> _TASK BRIEF_:
Each entry below is to be copied verbatim, with no line missing.

Segment Start: RECORDS SUPPLIED

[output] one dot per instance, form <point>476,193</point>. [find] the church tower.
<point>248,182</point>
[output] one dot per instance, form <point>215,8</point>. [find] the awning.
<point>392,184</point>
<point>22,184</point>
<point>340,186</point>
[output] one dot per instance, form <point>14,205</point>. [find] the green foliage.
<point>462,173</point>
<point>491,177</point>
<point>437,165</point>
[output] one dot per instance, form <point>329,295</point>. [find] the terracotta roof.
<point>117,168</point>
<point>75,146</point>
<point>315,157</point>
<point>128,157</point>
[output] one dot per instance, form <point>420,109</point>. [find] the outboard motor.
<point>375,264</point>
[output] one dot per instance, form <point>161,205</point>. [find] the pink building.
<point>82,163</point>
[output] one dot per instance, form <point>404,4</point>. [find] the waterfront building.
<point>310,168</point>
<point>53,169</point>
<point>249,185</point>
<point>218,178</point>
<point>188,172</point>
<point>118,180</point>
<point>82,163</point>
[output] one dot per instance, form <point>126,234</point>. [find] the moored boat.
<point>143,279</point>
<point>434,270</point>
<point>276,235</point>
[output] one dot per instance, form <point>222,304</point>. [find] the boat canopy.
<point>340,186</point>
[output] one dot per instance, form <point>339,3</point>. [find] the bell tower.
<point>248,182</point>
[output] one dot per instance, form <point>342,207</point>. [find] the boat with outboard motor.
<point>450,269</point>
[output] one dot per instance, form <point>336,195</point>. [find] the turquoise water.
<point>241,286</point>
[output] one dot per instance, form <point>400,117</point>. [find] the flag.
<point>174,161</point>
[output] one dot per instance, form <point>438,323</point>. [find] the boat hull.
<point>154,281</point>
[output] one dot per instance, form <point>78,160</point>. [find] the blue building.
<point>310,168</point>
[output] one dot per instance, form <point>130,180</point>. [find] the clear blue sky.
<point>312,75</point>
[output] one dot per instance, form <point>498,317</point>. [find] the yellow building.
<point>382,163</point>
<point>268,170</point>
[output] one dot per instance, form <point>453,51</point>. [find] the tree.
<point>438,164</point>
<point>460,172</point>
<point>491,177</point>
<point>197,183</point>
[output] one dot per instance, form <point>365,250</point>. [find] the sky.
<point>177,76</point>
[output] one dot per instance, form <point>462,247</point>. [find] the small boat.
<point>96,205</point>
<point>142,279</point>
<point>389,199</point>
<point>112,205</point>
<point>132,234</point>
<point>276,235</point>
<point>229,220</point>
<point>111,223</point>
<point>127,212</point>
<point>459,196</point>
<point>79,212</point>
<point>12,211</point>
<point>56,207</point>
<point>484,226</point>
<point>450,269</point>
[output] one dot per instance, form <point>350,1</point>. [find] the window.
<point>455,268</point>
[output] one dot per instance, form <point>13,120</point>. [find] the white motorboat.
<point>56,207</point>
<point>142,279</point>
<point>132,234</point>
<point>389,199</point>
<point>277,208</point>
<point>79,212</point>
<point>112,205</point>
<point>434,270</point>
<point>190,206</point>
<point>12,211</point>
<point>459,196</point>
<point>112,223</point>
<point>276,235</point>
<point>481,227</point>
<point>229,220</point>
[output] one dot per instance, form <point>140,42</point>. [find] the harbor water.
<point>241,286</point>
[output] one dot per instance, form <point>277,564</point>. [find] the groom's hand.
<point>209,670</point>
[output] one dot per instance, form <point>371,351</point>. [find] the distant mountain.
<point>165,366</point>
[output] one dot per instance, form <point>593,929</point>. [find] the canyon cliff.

Segment End: RECORDS SUPPLIED

> _ANSWER SECTION_:
[output] one dot per instance, form <point>476,193</point>. [find] the church tower.
<point>248,182</point>
[output] one dot per instance, form <point>215,8</point>. [find] the awning.
<point>392,184</point>
<point>22,184</point>
<point>340,186</point>
[output] one dot per instance, form <point>14,205</point>. [find] the green foliage.
<point>462,173</point>
<point>491,177</point>
<point>437,165</point>
[output] one dot per instance, form <point>329,295</point>. [find] the terracotta roof.
<point>117,168</point>
<point>75,146</point>
<point>315,157</point>
<point>128,157</point>
[output] one dot per instance, form <point>420,109</point>. [find] the outboard motor.
<point>375,264</point>
[output] one dot per instance, form <point>161,205</point>. [find] the pink building.
<point>82,163</point>
[output] one dot per instance, form <point>404,4</point>. [find] the waterfront building.
<point>310,168</point>
<point>53,169</point>
<point>249,185</point>
<point>218,178</point>
<point>188,172</point>
<point>118,180</point>
<point>82,163</point>
[output] one dot per instance, form <point>126,234</point>. [find] the moored boat.
<point>143,279</point>
<point>434,270</point>
<point>276,235</point>
[output] one dot per instance, form <point>222,304</point>. [find] the boat canopy.
<point>340,186</point>
[output] one dot per instance, form <point>339,3</point>. [find] the bell tower.
<point>248,182</point>
[output] one dot per instance, form <point>342,207</point>. [find] the boat with outboard motor.
<point>450,269</point>
[output] one dot per instance, form <point>336,195</point>. [find] the turquoise water.
<point>241,286</point>
[output] one dot per instance, form <point>400,117</point>. [find] the flag.
<point>174,161</point>
[output] one dot per instance, form <point>438,323</point>. [find] the boat hull.
<point>154,281</point>
[output] one dot per instance, form <point>78,160</point>. [find] the blue building.
<point>310,168</point>
[output] one dot per instance, form <point>130,180</point>. [find] the clear blue sky.
<point>312,75</point>
[output] one dot per instance, form <point>498,317</point>. [find] the yellow building.
<point>382,163</point>
<point>268,170</point>
[output] one dot per instance, form <point>453,51</point>. [find] the tree.
<point>438,164</point>
<point>460,172</point>
<point>491,177</point>
<point>197,183</point>
[output] one dot per instance, form <point>365,250</point>. [find] the sky.
<point>177,76</point>
[output] one dot per instance, form <point>462,247</point>. [find] the small boat.
<point>96,205</point>
<point>142,279</point>
<point>389,199</point>
<point>112,205</point>
<point>132,234</point>
<point>276,235</point>
<point>229,220</point>
<point>111,223</point>
<point>127,212</point>
<point>459,196</point>
<point>79,212</point>
<point>12,211</point>
<point>56,207</point>
<point>484,226</point>
<point>450,269</point>
[output] one dot per instance, form <point>350,1</point>. [find] the window.
<point>455,268</point>
[output] one dot per instance, form <point>13,120</point>. [find] the white motorboat.
<point>56,207</point>
<point>142,279</point>
<point>132,234</point>
<point>389,199</point>
<point>277,208</point>
<point>79,212</point>
<point>112,205</point>
<point>434,270</point>
<point>190,206</point>
<point>12,211</point>
<point>459,196</point>
<point>112,223</point>
<point>276,235</point>
<point>481,227</point>
<point>229,220</point>
[output] one dot per instance, form <point>140,42</point>. [find] the harbor water.
<point>241,286</point>
[output] one dot per instance, form <point>277,564</point>. [find] the groom's hand.
<point>209,670</point>
[output] one dot per instance, form <point>371,351</point>. [find] the distant mountain.
<point>165,366</point>
[output] one dot per instance, form <point>593,929</point>. [find] the canyon cliff.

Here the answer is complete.